▶ **EXERCISE DETAILS**
Count the lines below that contain the word "pixels" and reply with only that number.

▶ **DATASET EXTRACT**
--------------------------------------------------
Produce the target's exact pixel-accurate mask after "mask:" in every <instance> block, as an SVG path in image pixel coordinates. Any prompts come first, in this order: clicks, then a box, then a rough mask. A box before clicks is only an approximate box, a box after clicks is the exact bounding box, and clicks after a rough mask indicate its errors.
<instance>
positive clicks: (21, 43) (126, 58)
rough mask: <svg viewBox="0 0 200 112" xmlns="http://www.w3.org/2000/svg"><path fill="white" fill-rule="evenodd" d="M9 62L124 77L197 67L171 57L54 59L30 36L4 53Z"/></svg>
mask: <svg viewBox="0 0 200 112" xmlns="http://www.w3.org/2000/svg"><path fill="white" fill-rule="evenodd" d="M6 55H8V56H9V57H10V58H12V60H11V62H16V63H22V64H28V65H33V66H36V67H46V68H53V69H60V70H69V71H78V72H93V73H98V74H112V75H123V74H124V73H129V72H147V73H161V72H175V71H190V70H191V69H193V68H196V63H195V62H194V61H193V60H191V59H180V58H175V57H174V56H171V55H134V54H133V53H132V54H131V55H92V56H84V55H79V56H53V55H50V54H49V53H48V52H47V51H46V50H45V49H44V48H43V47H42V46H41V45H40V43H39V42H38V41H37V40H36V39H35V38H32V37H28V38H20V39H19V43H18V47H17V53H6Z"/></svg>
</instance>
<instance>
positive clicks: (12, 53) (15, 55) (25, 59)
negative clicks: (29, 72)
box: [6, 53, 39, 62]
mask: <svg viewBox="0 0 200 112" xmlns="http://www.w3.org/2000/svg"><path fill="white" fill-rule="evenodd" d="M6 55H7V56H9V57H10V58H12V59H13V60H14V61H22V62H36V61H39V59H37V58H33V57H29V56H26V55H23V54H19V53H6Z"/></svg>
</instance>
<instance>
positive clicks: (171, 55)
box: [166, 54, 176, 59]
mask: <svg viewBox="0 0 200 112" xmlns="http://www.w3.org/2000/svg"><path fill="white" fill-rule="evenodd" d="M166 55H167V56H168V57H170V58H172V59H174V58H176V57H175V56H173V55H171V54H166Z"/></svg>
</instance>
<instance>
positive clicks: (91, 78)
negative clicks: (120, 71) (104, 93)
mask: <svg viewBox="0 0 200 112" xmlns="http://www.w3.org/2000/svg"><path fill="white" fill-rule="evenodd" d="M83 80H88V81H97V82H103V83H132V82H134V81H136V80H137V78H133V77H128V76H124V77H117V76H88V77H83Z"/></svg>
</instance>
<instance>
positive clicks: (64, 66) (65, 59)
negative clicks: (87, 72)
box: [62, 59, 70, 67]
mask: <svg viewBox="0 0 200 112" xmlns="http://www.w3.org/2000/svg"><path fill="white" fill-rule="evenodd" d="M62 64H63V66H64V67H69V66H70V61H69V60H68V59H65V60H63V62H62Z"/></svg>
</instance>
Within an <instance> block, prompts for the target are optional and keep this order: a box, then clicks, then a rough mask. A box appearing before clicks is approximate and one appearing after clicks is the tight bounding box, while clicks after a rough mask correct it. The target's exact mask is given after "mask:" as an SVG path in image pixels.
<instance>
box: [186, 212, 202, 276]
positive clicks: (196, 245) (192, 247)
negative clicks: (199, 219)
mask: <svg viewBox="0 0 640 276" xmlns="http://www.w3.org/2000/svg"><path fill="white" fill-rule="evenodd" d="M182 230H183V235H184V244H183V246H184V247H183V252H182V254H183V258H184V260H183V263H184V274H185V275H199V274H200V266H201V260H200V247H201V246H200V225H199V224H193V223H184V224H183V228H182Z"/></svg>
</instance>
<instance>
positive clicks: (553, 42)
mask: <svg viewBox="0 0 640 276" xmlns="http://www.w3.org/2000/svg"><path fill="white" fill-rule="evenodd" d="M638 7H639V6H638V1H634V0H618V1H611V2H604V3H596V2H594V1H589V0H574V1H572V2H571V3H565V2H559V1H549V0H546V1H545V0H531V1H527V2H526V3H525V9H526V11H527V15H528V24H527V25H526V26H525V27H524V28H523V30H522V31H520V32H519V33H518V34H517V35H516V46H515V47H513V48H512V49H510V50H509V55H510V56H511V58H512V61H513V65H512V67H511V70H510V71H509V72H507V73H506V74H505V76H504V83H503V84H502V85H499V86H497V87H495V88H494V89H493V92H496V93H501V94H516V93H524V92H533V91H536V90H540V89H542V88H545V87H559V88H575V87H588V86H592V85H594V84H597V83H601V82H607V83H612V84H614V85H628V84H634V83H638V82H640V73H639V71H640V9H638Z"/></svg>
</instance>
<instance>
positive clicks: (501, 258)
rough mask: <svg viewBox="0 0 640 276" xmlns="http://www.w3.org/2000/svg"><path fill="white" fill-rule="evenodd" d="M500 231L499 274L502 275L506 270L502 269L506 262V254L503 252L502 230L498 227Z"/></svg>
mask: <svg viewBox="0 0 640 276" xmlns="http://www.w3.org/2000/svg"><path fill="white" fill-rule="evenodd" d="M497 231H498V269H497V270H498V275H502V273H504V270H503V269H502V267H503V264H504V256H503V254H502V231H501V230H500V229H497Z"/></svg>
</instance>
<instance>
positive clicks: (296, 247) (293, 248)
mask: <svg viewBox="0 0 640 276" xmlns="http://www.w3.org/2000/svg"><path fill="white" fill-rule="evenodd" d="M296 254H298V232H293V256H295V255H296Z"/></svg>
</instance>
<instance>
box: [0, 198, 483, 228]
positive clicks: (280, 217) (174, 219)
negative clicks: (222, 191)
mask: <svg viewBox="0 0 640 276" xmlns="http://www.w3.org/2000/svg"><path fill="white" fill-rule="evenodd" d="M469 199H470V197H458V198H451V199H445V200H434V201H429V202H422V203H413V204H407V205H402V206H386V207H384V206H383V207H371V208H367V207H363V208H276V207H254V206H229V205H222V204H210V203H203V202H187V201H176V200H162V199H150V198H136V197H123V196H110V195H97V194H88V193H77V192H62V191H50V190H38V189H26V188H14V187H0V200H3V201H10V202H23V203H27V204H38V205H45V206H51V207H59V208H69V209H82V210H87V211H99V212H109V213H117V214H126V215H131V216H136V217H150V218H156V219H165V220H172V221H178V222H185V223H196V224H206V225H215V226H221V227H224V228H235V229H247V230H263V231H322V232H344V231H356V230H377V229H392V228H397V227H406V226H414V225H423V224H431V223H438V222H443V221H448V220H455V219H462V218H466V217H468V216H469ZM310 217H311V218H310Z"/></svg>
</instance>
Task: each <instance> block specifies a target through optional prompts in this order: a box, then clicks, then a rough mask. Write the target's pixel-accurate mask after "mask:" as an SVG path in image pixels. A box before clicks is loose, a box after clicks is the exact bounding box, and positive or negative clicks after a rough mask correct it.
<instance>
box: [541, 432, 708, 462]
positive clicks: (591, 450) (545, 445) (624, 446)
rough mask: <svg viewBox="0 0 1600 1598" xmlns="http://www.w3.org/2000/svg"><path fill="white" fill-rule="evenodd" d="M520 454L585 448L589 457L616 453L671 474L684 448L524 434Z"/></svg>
--------------------------------------------------
▶ **COMPLETED TASK**
2